** TEXT PROVIDED follows **

A new federal rule that doesn’t limit the release of toxic air pollutants by refineries during power outages, harsh weather conditions or other circumstances outside the company’s control, while also allowing occasional malfunctions by pressure-release systems, is being challenged by a group of environmental organizations, including one from Louisiana.

The groups on Monday filed a petition with the U.S. Environmental Protection Agency asking for reconsideration of these updated refinery rules approved late last year.

At the same time, Earthjustice, on behalf of most of these environmental groups, filed a lawsuit Monday against EPA in the U.S. Court of Appeals for the D.C. Circuit alleging that EPA is allowing loopholes within the regulations that could harm communities and are contrary to the federal Clean Air Act.

The petition to EPA is required under the Clean Air Act before a lawsuit can be filed, Earthjustice attorney Emma Cheuse said.

A main issue for the environmental groups is the exemptions to the Clean Air Act that takes away fines and other penalties when pressure-release systems malfunction once or twice every three years.

** End of TEXT PROVIDED **
** THE DATA follows **

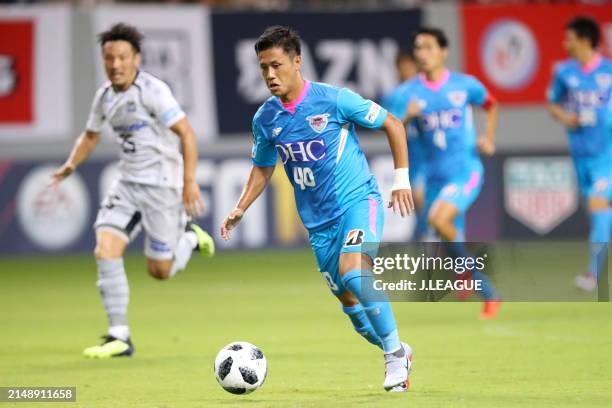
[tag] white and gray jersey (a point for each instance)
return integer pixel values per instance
(141, 118)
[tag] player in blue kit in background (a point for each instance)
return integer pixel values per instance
(579, 97)
(395, 103)
(438, 105)
(310, 127)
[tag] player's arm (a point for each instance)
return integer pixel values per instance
(486, 142)
(192, 199)
(264, 161)
(354, 108)
(556, 93)
(84, 145)
(255, 185)
(401, 192)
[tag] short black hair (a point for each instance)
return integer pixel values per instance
(279, 36)
(437, 33)
(122, 32)
(585, 27)
(404, 54)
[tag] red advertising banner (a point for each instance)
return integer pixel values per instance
(513, 49)
(16, 72)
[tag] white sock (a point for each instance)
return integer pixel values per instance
(187, 243)
(119, 332)
(114, 290)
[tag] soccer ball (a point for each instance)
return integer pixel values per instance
(240, 368)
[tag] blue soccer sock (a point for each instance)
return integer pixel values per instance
(376, 307)
(599, 239)
(457, 249)
(362, 324)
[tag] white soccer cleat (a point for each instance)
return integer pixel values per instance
(586, 282)
(397, 370)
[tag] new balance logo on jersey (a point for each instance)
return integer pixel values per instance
(318, 123)
(452, 118)
(354, 238)
(590, 99)
(302, 151)
(457, 98)
(373, 113)
(131, 107)
(132, 127)
(604, 81)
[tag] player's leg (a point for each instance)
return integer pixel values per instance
(361, 232)
(325, 246)
(117, 222)
(170, 239)
(358, 317)
(446, 217)
(597, 188)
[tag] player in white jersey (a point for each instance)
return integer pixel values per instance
(156, 190)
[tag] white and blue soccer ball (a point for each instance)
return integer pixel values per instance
(240, 367)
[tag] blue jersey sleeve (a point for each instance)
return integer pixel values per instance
(556, 90)
(477, 93)
(354, 108)
(263, 153)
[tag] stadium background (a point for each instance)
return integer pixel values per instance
(535, 354)
(51, 67)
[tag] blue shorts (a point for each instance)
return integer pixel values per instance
(360, 224)
(594, 176)
(461, 191)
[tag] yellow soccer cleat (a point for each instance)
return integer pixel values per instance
(206, 245)
(110, 347)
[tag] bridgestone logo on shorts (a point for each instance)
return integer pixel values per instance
(354, 238)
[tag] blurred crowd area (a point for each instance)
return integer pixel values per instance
(280, 5)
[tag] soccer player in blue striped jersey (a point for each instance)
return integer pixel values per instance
(310, 128)
(393, 101)
(438, 105)
(579, 96)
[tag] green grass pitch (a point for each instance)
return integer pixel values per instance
(533, 355)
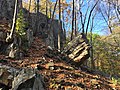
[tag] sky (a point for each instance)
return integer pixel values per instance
(100, 26)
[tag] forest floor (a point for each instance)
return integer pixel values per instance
(58, 75)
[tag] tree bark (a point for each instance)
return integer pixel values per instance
(10, 37)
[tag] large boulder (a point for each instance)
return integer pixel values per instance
(78, 49)
(16, 79)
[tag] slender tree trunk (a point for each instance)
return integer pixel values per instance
(13, 24)
(29, 5)
(59, 31)
(37, 18)
(75, 23)
(90, 15)
(72, 33)
(54, 9)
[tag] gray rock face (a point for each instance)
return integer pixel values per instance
(78, 49)
(49, 32)
(25, 79)
(6, 8)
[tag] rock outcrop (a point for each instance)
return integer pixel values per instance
(78, 49)
(16, 79)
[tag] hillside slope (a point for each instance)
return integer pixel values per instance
(57, 73)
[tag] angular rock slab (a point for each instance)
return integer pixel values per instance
(78, 49)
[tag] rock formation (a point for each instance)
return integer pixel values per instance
(78, 49)
(16, 79)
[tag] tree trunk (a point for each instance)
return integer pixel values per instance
(72, 33)
(59, 31)
(10, 37)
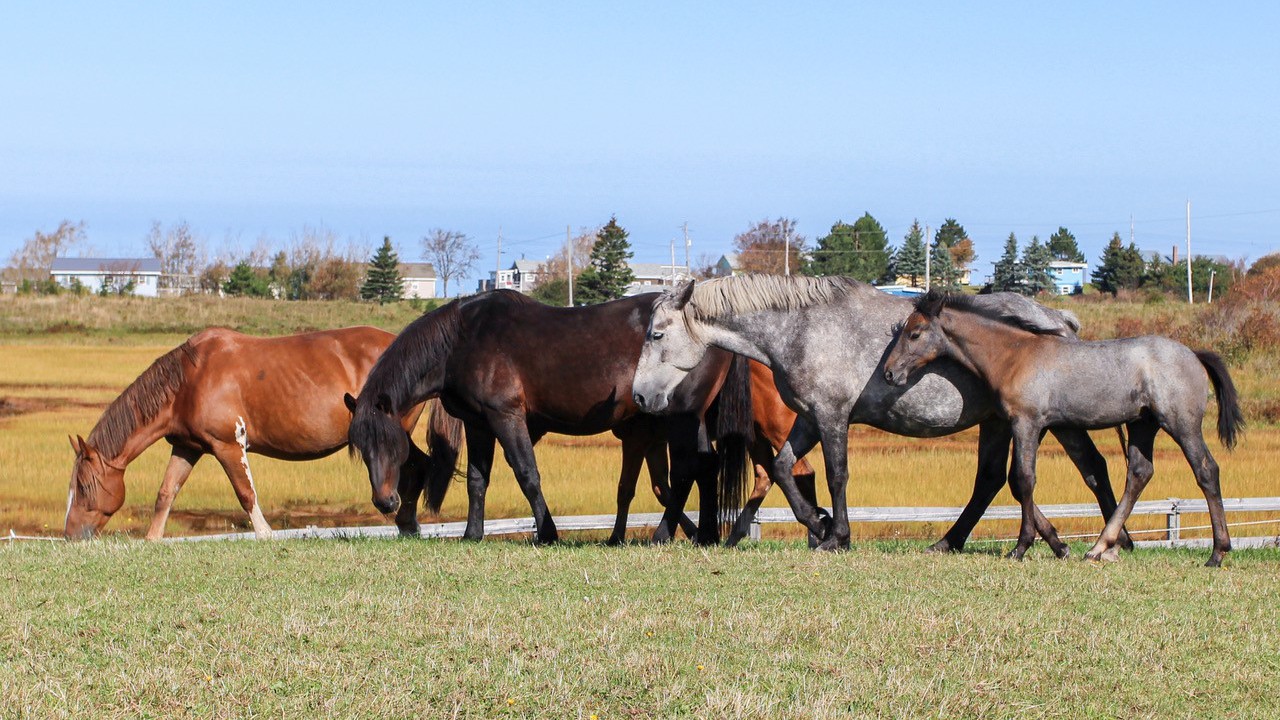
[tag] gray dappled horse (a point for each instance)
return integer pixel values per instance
(824, 340)
(1146, 383)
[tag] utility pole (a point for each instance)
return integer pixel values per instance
(688, 245)
(928, 255)
(1189, 300)
(672, 261)
(786, 251)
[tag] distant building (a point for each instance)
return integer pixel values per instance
(114, 273)
(521, 276)
(417, 279)
(650, 277)
(1068, 276)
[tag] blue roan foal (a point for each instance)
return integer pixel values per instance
(1147, 383)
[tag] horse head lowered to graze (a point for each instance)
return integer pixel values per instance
(824, 341)
(1043, 381)
(227, 395)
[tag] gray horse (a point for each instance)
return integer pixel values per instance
(824, 340)
(1146, 383)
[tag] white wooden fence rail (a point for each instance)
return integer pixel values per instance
(1171, 509)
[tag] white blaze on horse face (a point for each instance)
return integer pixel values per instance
(71, 499)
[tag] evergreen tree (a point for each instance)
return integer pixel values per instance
(1036, 259)
(1008, 273)
(909, 259)
(383, 282)
(954, 237)
(859, 251)
(246, 281)
(942, 272)
(1063, 246)
(609, 274)
(1120, 267)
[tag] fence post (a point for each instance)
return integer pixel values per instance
(1174, 522)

** End of THE DATA **

### TASK SET:
(a) In the text on the refinery rule challenge, shorten the paragraph beginning "At the same time, Earthjustice" and keep its main facts.
(b) According to the text on the refinery rule challenge, during which circumstances does the new federal rule not limit refineries' release of toxic air pollutants? List them all.
The data has no role in this work.

### SOLVED TASKS:
(a) On Monday, Earthjustice sued EPA in the U.S. Court of Appeals for the D.C. Circuit on behalf of most of the environmental groups. The suit claims the regulations contain loopholes that could harm communities and violate the Clean Air Act.

(b)
- Power outages
- Harsh weather conditions
- Other circumstances outside the company's control